(Excerpt from a dataset)
- - - -

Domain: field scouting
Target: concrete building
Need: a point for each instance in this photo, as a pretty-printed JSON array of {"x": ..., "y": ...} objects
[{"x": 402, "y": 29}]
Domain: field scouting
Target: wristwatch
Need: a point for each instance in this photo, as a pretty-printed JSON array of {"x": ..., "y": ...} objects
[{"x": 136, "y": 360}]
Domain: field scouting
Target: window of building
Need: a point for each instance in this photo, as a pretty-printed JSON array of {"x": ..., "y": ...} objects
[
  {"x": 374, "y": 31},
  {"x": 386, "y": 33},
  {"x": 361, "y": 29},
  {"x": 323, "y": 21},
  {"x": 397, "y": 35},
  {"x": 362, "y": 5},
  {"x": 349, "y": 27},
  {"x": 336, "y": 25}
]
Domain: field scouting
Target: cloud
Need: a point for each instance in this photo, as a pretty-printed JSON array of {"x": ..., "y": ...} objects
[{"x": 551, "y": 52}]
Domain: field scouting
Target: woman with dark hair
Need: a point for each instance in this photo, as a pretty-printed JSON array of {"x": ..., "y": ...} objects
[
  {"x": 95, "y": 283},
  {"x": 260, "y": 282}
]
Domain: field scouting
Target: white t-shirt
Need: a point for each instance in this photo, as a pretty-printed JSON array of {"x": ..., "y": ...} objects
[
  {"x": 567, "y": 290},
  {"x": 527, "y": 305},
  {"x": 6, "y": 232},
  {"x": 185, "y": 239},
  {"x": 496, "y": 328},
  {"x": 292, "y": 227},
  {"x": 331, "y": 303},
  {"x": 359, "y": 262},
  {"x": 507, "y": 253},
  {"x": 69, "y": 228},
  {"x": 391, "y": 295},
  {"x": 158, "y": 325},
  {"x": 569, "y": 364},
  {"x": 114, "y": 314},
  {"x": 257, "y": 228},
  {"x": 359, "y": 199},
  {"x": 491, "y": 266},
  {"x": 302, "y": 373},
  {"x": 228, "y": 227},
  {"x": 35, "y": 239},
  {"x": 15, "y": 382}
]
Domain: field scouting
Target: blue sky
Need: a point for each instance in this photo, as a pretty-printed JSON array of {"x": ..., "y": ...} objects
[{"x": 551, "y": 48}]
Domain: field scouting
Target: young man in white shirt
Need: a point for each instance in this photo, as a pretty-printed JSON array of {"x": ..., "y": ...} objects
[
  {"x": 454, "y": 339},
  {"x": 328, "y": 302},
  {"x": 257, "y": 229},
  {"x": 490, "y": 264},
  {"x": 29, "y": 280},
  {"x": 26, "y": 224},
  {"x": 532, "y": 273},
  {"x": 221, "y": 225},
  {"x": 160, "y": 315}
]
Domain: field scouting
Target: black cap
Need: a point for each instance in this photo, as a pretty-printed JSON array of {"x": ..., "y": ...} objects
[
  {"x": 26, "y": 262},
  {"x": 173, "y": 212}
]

- - - -

(Stated exercise):
Your task is to retype all the records above with nothing left out.

(Output below):
Domain: field scouting
Target: concrete building
Need: a point for each instance in this photo, as a pretty-printed JSON array of {"x": ..., "y": ...} objects
[{"x": 402, "y": 29}]
Domain: field scouting
Target: wristwatch
Need: a point for each instance in this photo, as a pretty-printed JSON array of {"x": ..., "y": ...} objects
[{"x": 136, "y": 360}]
Domain: field scouting
Target: window of building
Need: a point for each instance in this photo, as a pretty-printed JSON array of {"x": ..., "y": ...} objects
[
  {"x": 374, "y": 31},
  {"x": 386, "y": 33},
  {"x": 361, "y": 29},
  {"x": 323, "y": 21},
  {"x": 397, "y": 35},
  {"x": 362, "y": 5},
  {"x": 349, "y": 27},
  {"x": 336, "y": 25}
]
Domain: field scouting
Target: cloud
Need: a point for each instance in this photo, as a pretty-printed JSON array of {"x": ..., "y": ...} objects
[{"x": 551, "y": 52}]
Domain: field scouting
Target: woman with dark hair
Need: a point for each instance in this photo, as a pretty-printed JSON array of {"x": ..., "y": ...} objects
[
  {"x": 95, "y": 283},
  {"x": 260, "y": 282}
]
Domain: field scouting
Target: white t-shirt
Need: a point for each instance in this photo, as a pretty-printed JSON array of {"x": ..., "y": ...} objects
[
  {"x": 567, "y": 290},
  {"x": 527, "y": 305},
  {"x": 6, "y": 232},
  {"x": 185, "y": 239},
  {"x": 496, "y": 328},
  {"x": 292, "y": 227},
  {"x": 331, "y": 303},
  {"x": 359, "y": 262},
  {"x": 507, "y": 253},
  {"x": 69, "y": 228},
  {"x": 391, "y": 295},
  {"x": 158, "y": 325},
  {"x": 569, "y": 364},
  {"x": 114, "y": 314},
  {"x": 257, "y": 228},
  {"x": 359, "y": 199},
  {"x": 491, "y": 266},
  {"x": 302, "y": 373},
  {"x": 228, "y": 227},
  {"x": 35, "y": 239},
  {"x": 15, "y": 382}
]
Domain: field scouting
Target: blue sky
Need: a point for each instance in this photo, as a pretty-printed JSON array of {"x": ..., "y": ...} objects
[{"x": 551, "y": 48}]
Domain: field scouting
Target: young man in white shirt
Need: a point for each instance in this photo, as a pretty-printed JSON array of {"x": ..., "y": ...} objects
[
  {"x": 454, "y": 339},
  {"x": 328, "y": 302},
  {"x": 257, "y": 229},
  {"x": 490, "y": 264},
  {"x": 29, "y": 280},
  {"x": 26, "y": 224},
  {"x": 532, "y": 273},
  {"x": 221, "y": 225},
  {"x": 160, "y": 315}
]
Domain: field scouting
Target: black cap
Need: a point for each instance in this photo, as a pretty-printed JSON array of {"x": ..., "y": ...} objects
[
  {"x": 26, "y": 262},
  {"x": 173, "y": 212}
]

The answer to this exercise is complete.